Named object pointing entries
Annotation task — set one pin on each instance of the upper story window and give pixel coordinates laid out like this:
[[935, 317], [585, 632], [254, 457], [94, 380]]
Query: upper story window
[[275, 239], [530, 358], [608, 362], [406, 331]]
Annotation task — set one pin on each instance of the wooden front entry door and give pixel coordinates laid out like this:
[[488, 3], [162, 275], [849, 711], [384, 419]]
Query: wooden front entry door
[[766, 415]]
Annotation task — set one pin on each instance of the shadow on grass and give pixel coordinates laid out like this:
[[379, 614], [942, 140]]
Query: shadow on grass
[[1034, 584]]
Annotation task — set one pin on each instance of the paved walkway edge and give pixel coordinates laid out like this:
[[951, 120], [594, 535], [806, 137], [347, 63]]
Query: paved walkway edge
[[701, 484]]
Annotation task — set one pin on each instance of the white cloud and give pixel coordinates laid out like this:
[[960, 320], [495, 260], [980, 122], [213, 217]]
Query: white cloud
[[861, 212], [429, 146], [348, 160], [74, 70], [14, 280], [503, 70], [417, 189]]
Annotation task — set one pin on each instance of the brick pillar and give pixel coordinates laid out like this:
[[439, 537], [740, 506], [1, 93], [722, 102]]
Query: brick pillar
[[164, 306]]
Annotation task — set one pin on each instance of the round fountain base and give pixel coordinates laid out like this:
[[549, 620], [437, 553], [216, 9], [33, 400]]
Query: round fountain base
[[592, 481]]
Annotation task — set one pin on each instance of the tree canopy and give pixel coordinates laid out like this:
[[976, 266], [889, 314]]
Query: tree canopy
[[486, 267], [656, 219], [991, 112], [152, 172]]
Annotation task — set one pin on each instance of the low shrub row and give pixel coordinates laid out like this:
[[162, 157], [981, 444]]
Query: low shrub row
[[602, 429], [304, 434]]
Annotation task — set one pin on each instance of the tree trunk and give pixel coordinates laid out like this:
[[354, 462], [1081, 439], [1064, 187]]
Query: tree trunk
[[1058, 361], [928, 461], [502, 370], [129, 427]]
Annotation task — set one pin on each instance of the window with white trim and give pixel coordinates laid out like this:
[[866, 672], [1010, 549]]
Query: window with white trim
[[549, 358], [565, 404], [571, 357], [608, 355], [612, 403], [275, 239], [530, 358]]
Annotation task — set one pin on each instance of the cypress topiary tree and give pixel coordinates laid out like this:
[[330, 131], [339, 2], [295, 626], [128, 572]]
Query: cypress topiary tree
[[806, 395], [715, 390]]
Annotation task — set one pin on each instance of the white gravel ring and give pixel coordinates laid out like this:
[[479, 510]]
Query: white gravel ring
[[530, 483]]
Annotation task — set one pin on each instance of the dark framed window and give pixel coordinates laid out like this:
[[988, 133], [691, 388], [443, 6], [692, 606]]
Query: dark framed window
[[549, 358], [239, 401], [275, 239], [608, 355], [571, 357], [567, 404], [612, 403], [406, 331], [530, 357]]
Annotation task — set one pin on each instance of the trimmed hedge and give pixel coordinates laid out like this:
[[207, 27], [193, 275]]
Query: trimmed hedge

**AIM OF THE EXERCISE:**
Rewrite the lines from the one containing "the white cloud" through the one containing "70], [417, 189]]", inclusive, replacing "white cloud" with "puffy cloud" and changing nothing else.

**RESULT OF THE TASK:**
Annotation task — set one pin on each instance of the puffy cloud and give pixel coordinates laid out like this:
[[960, 320], [495, 260], [980, 122], [213, 217]]
Query: puffy cloud
[[861, 212], [429, 146], [348, 160], [74, 70], [14, 280], [503, 70], [417, 189]]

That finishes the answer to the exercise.